%%

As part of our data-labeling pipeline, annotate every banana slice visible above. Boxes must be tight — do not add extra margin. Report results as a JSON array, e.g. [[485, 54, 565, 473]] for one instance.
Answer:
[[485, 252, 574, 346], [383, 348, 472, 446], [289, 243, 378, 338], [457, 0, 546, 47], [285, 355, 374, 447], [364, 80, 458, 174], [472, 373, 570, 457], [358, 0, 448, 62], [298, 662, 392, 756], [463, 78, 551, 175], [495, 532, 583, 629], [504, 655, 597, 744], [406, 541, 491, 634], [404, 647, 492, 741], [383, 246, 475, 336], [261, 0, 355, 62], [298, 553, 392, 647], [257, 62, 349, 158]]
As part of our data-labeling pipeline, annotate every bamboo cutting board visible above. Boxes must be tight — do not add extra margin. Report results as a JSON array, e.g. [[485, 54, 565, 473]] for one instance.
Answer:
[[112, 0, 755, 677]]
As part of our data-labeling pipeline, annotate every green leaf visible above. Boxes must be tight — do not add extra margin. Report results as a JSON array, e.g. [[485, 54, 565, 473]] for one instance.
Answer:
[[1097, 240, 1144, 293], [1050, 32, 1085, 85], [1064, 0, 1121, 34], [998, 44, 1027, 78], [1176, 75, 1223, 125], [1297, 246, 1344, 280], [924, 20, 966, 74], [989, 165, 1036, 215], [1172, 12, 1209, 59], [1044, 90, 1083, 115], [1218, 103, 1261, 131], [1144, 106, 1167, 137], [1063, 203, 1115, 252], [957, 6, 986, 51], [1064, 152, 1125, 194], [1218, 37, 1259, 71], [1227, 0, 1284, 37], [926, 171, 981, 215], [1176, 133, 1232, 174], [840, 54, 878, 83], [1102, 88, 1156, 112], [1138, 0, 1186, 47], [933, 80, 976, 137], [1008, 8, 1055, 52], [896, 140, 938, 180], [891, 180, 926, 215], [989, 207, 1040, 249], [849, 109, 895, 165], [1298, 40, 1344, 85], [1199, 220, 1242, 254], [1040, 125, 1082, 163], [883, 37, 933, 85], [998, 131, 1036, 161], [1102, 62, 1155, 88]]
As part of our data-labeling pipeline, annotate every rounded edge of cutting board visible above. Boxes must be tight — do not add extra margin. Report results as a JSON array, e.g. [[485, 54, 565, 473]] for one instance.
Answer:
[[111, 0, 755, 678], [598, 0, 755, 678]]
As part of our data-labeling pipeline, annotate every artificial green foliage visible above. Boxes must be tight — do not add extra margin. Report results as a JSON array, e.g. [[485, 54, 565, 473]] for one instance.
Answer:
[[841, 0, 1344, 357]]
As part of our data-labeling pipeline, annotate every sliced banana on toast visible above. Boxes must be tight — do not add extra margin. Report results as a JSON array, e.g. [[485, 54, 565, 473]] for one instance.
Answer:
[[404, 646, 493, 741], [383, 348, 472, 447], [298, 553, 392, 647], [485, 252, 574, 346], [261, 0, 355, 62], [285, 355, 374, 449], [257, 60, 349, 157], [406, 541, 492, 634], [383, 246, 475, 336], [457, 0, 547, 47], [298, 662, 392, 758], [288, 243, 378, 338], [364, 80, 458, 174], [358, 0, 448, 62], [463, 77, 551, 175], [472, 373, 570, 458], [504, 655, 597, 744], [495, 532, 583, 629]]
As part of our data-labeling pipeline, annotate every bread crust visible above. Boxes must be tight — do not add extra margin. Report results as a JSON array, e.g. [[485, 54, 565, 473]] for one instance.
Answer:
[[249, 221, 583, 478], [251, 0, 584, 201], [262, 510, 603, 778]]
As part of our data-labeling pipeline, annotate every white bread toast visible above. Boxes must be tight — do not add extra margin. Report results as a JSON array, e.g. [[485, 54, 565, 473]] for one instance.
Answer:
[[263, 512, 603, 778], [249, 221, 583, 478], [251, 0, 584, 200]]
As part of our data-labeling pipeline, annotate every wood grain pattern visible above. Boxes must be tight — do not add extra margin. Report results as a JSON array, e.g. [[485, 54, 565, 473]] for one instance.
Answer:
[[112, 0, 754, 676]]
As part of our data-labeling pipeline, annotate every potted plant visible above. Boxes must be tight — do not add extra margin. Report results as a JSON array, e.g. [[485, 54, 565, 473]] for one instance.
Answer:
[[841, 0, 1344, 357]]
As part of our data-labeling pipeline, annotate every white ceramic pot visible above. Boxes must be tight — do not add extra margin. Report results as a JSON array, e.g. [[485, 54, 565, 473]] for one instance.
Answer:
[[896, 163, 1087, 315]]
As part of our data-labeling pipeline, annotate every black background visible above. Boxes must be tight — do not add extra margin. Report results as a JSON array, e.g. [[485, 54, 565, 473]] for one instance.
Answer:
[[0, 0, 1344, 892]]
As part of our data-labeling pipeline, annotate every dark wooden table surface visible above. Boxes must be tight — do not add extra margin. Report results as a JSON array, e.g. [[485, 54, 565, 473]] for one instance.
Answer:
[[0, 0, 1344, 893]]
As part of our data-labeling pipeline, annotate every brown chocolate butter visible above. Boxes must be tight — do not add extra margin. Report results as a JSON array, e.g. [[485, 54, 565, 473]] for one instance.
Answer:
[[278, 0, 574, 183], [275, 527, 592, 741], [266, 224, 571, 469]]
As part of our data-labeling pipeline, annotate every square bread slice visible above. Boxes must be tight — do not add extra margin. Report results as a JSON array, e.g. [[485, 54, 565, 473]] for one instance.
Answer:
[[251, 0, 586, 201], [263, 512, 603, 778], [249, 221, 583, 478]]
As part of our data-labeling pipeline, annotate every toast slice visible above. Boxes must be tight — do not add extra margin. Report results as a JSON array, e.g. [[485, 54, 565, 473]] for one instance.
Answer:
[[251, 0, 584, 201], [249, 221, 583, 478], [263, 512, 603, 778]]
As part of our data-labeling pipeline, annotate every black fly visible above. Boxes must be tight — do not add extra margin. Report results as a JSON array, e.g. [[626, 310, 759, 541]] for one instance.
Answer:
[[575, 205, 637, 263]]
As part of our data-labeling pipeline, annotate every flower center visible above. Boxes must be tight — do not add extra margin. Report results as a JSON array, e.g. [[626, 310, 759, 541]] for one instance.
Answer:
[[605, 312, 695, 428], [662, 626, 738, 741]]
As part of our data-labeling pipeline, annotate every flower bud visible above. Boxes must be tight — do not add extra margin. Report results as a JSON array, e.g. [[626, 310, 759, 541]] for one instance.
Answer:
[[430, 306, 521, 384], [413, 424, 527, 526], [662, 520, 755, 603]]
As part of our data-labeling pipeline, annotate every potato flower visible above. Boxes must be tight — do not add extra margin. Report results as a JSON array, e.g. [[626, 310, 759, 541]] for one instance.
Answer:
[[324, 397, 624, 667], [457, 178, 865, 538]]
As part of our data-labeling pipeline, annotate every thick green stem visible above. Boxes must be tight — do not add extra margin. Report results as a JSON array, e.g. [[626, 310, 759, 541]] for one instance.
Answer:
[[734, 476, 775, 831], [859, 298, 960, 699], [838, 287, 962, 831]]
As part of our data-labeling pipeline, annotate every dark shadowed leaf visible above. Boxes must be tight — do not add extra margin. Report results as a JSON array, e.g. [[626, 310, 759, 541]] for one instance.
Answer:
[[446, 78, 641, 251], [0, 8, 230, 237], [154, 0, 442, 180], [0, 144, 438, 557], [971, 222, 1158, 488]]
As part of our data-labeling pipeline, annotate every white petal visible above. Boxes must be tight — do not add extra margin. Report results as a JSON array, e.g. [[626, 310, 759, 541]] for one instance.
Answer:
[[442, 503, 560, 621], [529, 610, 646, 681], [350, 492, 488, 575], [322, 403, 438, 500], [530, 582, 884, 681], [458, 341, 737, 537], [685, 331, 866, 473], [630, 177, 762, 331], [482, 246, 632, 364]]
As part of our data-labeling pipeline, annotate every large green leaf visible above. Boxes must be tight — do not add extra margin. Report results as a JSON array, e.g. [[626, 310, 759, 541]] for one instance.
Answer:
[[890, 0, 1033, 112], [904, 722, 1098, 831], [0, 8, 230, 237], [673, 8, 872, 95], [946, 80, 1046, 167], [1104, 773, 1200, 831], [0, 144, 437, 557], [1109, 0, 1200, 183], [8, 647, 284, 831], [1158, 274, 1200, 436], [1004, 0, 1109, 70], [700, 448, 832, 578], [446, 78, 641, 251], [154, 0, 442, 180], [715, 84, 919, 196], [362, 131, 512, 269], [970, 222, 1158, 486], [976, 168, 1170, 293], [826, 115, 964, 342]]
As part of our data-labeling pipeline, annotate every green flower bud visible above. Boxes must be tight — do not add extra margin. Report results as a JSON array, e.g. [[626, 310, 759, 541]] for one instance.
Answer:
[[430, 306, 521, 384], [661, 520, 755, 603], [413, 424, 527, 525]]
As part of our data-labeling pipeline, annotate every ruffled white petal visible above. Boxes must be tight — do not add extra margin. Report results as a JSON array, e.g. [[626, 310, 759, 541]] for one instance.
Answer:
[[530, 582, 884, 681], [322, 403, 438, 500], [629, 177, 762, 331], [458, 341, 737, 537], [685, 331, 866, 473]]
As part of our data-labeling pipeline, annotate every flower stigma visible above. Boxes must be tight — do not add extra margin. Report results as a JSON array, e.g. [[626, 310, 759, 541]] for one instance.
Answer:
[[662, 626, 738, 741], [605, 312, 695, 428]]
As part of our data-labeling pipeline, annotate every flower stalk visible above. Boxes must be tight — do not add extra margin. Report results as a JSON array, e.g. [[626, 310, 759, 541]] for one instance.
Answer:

%%

Directions:
Output, unchanged, the lines from the line with "As part of our data-labeling pipeline, annotate every large" through the final line of the material.

Task output:
As part of our data-labeling pipeline, annotate every large green leaf visible above. Boxes must be tight — do not add extra margin. Report results as a JSON array, e.g. [[626, 310, 759, 541]] for one instance.
Answer:
[[890, 0, 1033, 112], [904, 722, 1098, 831], [0, 8, 230, 237], [673, 8, 872, 95], [946, 80, 1046, 167], [1104, 773, 1200, 831], [0, 144, 437, 557], [1109, 0, 1200, 183], [8, 647, 284, 831], [1158, 274, 1200, 436], [1004, 0, 1109, 70], [700, 448, 832, 578], [446, 78, 641, 251], [154, 0, 442, 180], [715, 84, 919, 196], [362, 131, 512, 269], [970, 222, 1158, 486], [976, 168, 1170, 293], [826, 115, 964, 342]]
As part of our data-labeling pipeline, annotate every green flower bud visible above. Boxes must be tight — do not add extra margin. Report results as a JSON array, e.g. [[626, 310, 759, 541]] for one instance.
Answer:
[[430, 306, 521, 384], [661, 520, 755, 603], [413, 424, 527, 525]]
As part of our data-labeling pipeline, annotate every ruffled white petal visible above. Boxes must be tight — do not add extra margin. Report results as a JSON array, e.g. [[626, 310, 759, 541]] for one instance.
Answer:
[[530, 582, 884, 681], [322, 403, 438, 500], [629, 177, 762, 331], [458, 341, 737, 537], [685, 331, 866, 473]]
As part of our data-labeling pipeline, annotate every flower stigma visible above. Boxes must be tight — do not add extra margin. Report results as a JSON array, e.g. [[626, 310, 759, 541]] for one instance.
Answer:
[[662, 626, 738, 741], [605, 312, 695, 428]]
As part of our data-labeling pipeline, annotate every flower stalk visible above. Boxes must be tight — do not add extra margin. Report results as a JSON array, e.g. [[626, 310, 759, 541]] for one instance.
Answer:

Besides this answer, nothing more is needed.